- _Directions for this task_
From the listing below, pick out each line with the word "plate".

- _Data listing_
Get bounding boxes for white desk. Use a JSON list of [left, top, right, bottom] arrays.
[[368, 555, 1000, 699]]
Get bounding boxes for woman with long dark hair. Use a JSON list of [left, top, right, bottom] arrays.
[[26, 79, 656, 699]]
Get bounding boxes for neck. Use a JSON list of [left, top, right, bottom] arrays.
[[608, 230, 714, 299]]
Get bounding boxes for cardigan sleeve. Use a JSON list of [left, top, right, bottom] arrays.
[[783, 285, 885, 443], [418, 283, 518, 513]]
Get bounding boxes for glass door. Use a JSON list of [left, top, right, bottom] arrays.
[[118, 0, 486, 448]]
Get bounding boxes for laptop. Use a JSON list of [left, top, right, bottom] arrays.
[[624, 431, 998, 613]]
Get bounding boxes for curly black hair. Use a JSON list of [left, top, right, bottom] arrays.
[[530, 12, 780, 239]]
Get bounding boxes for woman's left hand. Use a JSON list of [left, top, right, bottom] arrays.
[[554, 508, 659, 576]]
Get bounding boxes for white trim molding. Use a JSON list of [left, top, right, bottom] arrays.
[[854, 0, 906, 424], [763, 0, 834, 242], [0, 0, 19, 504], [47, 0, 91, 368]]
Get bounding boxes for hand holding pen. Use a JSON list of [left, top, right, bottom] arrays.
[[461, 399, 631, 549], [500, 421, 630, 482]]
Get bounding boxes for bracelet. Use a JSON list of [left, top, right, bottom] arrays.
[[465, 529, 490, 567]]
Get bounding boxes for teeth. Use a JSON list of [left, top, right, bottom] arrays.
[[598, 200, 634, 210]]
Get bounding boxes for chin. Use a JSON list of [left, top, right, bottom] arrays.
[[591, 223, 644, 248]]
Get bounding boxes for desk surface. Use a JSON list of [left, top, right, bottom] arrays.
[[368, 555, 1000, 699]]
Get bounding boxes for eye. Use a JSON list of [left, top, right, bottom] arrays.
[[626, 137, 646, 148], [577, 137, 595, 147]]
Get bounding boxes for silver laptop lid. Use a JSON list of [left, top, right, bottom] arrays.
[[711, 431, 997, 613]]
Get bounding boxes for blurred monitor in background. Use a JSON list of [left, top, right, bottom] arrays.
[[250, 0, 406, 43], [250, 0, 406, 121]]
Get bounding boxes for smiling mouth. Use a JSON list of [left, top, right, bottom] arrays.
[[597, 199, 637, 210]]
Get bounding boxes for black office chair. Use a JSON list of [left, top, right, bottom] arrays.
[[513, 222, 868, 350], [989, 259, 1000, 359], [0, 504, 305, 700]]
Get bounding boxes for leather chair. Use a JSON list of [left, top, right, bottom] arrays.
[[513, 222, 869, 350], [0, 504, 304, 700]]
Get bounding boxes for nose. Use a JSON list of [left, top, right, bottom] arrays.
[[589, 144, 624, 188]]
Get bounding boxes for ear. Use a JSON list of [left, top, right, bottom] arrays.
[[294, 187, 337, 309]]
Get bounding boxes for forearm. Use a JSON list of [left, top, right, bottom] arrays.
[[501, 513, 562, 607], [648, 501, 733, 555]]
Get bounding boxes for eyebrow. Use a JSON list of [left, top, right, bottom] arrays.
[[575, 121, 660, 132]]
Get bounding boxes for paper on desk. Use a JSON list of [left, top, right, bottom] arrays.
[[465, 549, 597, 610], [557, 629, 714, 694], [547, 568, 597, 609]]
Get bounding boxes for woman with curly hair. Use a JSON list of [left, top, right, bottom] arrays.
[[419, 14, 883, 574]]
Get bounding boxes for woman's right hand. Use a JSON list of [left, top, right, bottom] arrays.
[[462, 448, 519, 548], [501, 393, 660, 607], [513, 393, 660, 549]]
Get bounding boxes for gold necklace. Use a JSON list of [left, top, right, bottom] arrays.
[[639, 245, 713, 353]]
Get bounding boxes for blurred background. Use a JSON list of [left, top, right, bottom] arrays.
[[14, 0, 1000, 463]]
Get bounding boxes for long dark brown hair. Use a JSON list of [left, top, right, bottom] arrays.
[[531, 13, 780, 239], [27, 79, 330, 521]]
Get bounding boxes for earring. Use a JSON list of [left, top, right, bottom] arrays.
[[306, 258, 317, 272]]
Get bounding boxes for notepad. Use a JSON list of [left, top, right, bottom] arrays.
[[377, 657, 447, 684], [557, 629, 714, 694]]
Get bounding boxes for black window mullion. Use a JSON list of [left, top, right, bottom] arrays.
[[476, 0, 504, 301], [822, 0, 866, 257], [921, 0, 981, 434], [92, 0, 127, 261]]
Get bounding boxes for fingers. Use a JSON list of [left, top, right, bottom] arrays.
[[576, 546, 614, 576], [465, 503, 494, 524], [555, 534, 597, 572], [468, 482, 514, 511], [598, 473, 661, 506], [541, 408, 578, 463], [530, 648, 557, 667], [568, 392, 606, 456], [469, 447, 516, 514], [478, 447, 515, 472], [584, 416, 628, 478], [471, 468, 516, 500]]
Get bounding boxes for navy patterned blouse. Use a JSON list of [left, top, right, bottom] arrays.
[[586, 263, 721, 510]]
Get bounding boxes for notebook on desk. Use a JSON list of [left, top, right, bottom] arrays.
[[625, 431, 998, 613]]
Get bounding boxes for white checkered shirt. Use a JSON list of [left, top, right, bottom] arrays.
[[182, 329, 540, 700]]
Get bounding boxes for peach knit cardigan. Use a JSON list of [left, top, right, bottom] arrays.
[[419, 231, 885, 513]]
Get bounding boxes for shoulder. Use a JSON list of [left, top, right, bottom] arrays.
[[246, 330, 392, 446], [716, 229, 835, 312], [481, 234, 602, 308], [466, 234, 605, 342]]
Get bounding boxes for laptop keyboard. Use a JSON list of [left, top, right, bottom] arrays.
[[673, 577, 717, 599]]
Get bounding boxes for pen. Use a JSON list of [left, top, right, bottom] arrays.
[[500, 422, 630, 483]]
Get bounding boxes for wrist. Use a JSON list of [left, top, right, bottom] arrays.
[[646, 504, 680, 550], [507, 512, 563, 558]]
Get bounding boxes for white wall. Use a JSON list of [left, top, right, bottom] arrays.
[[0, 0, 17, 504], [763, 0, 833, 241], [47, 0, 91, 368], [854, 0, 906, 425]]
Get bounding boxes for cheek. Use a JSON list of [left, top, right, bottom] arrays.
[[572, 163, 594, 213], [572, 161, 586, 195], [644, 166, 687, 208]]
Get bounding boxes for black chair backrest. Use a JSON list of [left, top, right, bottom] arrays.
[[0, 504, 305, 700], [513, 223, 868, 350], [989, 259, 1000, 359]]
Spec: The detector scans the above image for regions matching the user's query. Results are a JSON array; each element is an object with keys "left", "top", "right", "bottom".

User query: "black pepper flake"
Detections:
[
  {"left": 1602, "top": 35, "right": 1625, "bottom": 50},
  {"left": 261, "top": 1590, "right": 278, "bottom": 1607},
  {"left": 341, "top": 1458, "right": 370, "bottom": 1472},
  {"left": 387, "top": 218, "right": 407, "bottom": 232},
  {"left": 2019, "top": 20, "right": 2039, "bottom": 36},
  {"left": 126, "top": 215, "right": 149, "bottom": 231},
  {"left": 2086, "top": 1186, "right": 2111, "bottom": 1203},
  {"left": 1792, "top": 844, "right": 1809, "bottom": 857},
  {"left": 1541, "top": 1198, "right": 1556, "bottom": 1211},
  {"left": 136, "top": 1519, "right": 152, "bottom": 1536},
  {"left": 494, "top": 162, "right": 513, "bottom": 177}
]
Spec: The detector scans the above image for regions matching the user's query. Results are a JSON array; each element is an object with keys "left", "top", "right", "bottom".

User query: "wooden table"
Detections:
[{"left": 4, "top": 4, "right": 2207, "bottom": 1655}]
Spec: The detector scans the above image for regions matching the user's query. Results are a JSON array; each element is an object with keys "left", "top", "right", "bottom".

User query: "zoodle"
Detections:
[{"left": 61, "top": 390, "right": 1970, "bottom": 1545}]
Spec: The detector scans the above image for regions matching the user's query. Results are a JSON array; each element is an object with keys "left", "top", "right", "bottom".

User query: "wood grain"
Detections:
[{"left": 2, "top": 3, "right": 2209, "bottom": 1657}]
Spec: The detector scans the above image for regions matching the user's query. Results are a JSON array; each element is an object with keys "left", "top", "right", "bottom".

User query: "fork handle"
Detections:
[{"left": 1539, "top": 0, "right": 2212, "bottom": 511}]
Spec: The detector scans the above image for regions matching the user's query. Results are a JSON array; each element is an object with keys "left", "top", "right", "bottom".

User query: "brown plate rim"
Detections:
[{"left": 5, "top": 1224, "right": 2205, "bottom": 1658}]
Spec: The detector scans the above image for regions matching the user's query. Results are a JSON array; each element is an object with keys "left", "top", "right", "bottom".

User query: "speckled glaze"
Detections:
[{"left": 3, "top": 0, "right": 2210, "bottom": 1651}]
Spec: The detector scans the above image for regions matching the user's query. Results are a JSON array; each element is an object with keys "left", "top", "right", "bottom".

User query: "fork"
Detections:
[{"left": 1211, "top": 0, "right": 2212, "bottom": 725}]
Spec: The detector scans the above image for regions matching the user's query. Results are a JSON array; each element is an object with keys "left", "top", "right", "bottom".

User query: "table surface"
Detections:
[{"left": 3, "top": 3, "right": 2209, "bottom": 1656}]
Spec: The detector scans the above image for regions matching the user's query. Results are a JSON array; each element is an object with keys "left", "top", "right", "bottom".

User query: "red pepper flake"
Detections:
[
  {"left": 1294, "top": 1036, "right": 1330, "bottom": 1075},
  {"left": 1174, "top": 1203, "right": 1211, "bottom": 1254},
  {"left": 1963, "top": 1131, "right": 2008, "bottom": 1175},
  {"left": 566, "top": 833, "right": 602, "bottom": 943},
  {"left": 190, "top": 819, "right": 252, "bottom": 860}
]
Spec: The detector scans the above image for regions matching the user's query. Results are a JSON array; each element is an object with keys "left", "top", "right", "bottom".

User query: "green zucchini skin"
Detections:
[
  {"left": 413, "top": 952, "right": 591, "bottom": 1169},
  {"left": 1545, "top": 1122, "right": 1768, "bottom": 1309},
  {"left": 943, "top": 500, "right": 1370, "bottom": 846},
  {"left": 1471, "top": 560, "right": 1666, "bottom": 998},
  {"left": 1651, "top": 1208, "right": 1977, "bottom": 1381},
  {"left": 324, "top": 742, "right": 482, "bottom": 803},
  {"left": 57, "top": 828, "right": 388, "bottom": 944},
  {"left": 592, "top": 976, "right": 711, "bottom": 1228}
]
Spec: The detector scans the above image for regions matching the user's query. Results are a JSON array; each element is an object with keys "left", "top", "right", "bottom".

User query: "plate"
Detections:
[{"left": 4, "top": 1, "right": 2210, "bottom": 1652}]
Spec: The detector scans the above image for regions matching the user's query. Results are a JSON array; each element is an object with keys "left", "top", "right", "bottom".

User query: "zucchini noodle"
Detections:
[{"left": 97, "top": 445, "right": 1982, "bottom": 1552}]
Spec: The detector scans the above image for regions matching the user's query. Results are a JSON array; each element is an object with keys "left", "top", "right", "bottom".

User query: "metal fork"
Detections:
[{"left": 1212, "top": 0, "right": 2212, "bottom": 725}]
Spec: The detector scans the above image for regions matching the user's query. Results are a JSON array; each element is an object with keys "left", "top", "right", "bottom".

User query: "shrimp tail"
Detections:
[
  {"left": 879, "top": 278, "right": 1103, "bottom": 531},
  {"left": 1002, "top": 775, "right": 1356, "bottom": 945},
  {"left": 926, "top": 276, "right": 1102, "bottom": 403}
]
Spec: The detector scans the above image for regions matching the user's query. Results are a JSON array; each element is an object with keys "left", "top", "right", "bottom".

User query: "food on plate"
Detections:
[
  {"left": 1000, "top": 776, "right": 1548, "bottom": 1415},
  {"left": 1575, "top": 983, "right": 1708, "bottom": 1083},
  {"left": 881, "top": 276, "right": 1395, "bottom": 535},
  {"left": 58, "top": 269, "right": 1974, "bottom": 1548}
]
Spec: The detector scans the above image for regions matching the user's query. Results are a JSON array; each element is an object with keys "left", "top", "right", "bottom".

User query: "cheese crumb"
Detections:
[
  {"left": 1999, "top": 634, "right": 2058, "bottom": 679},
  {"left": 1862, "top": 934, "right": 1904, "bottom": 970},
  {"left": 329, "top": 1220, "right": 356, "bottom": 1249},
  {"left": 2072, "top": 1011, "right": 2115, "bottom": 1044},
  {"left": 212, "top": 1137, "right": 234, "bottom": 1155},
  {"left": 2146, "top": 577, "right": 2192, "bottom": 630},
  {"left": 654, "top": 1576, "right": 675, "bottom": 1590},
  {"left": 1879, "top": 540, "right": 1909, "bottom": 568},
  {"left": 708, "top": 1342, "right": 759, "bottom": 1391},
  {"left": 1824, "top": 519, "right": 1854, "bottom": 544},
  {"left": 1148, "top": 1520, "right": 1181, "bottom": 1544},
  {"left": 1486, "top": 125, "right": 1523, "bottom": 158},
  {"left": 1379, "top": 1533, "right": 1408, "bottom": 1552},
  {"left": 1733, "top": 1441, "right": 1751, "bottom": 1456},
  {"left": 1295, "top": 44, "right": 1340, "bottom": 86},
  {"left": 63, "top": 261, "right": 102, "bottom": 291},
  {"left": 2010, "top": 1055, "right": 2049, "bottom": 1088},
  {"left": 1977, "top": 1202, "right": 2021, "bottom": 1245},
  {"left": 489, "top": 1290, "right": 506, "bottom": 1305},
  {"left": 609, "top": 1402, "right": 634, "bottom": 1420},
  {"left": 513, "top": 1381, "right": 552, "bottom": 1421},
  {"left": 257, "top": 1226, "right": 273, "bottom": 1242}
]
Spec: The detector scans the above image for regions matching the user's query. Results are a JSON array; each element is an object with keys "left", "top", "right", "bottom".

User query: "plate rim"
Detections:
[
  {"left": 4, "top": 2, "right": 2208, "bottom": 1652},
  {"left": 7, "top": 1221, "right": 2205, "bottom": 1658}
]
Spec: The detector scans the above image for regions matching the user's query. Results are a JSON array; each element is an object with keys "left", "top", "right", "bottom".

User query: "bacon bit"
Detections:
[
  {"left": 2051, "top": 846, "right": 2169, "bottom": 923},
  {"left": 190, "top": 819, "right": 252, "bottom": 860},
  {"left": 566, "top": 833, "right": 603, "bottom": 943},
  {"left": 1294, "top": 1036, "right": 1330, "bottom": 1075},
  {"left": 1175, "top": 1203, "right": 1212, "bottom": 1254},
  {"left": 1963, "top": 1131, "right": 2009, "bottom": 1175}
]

- _Written response_
User query: "brown plate rim"
User query: "plate"
User query: "food on plate"
User query: "plate rim"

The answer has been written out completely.